- Goal -
Reproduce the entries below, requests included, beginning with the line that contains "the snow-dusted mountain?" and continuing through the line that contains "39 85 L 39 96". Multiply every coordinate in the answers by 1.15 and round each result to a whole number, rounding halves up, and give only those lines.

- Data extracted from a collection -
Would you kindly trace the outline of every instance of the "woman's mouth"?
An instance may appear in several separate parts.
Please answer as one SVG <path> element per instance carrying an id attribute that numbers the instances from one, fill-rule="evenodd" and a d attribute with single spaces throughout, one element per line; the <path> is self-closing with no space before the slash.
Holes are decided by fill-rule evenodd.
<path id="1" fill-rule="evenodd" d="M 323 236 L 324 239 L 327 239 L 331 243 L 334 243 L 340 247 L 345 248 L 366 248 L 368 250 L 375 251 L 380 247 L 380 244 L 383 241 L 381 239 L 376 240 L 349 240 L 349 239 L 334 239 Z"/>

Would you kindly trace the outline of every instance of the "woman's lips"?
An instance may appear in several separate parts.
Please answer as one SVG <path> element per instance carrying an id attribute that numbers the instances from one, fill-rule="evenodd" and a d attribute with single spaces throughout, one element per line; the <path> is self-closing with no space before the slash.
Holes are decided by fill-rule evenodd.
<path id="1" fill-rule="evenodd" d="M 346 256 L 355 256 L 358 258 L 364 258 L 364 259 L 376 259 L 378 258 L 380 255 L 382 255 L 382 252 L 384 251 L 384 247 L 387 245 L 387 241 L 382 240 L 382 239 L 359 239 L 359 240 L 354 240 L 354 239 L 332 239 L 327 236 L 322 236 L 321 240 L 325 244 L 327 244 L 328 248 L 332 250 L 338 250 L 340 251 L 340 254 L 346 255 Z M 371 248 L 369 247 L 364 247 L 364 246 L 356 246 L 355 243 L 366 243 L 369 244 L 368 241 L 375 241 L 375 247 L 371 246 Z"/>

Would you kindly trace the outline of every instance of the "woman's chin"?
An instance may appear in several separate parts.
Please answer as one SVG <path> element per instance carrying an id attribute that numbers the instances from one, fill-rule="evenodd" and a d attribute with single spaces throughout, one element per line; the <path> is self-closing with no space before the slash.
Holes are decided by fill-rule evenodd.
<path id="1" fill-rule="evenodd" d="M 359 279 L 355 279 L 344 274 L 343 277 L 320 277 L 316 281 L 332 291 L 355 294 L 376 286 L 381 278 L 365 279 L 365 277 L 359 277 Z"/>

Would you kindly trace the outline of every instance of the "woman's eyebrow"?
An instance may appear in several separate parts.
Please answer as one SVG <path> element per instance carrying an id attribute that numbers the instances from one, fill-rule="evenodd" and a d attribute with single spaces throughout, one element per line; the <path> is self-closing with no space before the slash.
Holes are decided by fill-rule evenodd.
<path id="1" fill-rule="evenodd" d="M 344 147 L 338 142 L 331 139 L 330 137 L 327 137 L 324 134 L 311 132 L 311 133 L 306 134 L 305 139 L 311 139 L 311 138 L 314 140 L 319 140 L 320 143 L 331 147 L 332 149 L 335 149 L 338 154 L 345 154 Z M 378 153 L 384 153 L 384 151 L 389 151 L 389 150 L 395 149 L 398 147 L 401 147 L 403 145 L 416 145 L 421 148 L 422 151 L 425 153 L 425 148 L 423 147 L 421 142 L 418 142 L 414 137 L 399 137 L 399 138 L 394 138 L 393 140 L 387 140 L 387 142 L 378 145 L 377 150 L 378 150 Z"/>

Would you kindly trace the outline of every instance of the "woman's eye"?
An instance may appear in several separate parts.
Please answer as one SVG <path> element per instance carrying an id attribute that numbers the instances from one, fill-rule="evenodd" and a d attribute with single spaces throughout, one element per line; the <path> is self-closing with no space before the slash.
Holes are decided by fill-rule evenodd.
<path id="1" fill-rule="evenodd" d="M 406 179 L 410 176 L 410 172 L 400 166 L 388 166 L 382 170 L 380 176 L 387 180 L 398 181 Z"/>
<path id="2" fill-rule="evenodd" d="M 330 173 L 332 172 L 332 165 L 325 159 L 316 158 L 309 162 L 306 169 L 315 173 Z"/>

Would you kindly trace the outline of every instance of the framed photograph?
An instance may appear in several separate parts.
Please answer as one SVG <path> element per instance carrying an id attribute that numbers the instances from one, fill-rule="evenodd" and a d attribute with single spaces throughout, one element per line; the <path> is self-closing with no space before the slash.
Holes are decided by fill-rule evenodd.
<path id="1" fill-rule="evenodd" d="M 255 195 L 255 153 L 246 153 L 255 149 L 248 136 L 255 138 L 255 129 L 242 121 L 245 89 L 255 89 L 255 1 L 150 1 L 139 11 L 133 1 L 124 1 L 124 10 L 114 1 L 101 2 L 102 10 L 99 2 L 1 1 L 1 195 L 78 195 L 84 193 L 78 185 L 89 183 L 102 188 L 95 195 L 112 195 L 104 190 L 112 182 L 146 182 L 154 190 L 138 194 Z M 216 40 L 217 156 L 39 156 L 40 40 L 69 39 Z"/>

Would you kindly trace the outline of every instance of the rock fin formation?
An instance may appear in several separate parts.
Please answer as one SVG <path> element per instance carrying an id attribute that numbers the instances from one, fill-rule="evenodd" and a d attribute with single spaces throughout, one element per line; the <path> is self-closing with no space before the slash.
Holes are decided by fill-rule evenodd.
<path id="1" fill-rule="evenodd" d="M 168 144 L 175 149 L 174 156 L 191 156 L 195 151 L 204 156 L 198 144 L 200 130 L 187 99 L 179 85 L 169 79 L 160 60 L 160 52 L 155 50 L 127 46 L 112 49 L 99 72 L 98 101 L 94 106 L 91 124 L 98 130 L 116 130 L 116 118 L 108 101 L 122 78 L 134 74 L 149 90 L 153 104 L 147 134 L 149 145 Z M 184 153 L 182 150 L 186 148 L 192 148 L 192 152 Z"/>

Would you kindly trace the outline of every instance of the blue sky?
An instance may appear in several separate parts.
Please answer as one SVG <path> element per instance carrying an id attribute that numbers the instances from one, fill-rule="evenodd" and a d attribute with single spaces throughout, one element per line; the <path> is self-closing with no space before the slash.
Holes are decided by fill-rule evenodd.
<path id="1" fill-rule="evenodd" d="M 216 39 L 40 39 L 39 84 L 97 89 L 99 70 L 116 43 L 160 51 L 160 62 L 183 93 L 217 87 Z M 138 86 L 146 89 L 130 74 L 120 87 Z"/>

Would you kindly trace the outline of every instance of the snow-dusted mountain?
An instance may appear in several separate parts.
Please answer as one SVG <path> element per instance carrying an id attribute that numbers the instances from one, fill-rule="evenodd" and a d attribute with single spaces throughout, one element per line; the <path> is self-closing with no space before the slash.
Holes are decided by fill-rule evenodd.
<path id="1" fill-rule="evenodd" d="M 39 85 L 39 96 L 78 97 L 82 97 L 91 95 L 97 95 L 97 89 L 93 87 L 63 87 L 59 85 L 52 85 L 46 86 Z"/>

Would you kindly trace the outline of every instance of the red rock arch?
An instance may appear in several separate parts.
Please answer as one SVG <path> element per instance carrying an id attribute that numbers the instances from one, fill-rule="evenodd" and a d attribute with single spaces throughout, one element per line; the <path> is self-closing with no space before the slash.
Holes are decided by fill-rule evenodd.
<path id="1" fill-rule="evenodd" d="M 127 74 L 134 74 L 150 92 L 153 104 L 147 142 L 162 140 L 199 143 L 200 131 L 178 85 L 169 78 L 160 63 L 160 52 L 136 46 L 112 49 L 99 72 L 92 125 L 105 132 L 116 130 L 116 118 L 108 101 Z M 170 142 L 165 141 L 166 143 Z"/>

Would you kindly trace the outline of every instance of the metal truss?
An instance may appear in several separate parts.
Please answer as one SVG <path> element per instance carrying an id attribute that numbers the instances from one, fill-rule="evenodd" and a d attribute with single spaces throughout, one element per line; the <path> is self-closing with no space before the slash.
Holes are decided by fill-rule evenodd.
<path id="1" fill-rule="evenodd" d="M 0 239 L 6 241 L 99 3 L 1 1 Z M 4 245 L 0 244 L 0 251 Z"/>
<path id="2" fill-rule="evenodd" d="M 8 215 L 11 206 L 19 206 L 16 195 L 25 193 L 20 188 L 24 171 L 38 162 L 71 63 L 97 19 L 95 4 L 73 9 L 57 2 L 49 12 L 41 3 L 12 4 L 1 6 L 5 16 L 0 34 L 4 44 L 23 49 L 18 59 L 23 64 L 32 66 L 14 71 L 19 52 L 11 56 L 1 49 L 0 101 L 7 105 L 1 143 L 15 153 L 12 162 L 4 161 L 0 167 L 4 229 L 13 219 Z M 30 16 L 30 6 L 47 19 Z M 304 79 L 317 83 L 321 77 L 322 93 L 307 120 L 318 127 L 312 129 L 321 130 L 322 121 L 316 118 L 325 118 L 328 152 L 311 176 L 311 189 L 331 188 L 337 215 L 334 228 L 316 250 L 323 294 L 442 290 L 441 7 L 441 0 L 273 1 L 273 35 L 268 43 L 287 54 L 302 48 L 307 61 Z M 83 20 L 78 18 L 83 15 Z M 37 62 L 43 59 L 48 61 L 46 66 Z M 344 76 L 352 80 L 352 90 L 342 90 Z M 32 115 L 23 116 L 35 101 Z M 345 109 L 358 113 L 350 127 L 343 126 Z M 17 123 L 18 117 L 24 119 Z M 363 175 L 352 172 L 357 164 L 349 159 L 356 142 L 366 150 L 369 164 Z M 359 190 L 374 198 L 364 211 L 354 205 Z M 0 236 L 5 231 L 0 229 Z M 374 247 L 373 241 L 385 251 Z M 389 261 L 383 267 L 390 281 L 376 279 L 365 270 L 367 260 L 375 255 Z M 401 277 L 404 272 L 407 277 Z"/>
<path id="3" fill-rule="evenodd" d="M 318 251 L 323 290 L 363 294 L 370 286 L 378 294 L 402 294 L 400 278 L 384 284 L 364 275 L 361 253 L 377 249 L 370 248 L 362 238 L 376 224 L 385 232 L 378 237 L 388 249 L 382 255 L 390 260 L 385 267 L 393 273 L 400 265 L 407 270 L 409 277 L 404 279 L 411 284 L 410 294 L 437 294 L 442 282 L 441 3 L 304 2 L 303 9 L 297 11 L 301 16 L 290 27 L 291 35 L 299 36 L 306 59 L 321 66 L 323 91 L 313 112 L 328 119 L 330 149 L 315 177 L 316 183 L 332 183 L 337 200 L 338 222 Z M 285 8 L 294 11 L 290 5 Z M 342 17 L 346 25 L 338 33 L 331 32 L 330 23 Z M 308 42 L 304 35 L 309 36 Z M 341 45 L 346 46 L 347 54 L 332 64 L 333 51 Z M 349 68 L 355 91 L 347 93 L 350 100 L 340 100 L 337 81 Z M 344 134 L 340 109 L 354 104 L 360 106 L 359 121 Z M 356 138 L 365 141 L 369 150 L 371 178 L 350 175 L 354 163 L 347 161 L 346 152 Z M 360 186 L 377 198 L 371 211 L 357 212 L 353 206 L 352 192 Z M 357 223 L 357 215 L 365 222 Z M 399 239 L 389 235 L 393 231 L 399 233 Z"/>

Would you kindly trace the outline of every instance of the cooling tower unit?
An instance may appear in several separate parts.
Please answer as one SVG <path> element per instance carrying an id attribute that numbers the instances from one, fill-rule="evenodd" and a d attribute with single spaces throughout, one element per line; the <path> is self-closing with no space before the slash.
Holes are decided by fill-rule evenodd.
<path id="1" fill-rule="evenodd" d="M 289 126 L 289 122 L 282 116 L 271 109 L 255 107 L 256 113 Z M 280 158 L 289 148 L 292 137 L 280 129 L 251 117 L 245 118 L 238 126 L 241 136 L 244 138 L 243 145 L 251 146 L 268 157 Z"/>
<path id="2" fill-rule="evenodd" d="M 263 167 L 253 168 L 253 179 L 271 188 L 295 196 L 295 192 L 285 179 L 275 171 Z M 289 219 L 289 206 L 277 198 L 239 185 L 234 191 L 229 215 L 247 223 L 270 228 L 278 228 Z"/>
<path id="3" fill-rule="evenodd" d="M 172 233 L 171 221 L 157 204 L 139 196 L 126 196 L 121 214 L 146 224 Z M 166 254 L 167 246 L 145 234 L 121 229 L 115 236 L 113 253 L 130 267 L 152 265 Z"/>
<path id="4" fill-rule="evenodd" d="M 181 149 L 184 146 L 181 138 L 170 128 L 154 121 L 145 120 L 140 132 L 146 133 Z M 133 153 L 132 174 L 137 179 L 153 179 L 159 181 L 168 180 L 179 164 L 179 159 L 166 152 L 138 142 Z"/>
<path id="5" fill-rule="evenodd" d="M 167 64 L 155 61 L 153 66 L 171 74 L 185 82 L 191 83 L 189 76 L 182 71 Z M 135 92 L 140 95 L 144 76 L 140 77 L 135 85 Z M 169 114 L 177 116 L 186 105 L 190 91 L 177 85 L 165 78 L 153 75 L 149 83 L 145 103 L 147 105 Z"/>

- Task output -
Would you kindly trace the outline of every instance of the snow-dusted mountain?
An instance may appear in several separate parts.
Please answer as one SVG <path> element per instance carrying an id attribute that numbers the instances from one, fill-rule="evenodd" and a d attribute with single spaces throughout, one element per line; the <path> is self-closing with no space before the slash.
Holes are decided by fill-rule evenodd.
<path id="1" fill-rule="evenodd" d="M 45 98 L 45 110 L 90 112 L 94 112 L 105 109 L 112 109 L 112 102 L 107 100 L 72 100 L 68 98 L 60 98 L 53 99 Z"/>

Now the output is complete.